- _RECORDS SHOWN_:
# # #

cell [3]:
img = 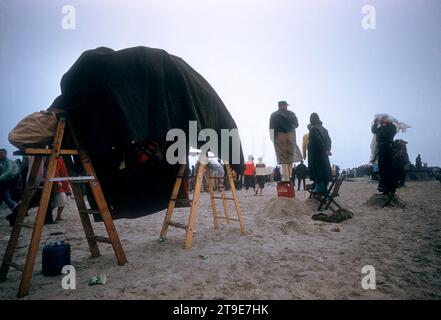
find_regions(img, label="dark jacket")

# # #

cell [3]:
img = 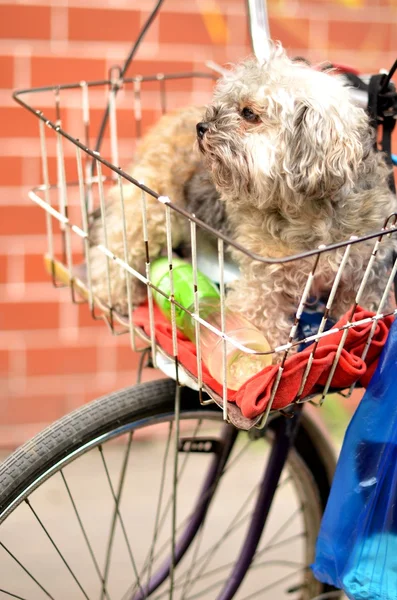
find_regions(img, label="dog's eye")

# # #

- _SET EXERCISE_: State how many of the lines above contain the string "label". Reply with the number alone.

- _RESULT OF THE EXERCISE_: 2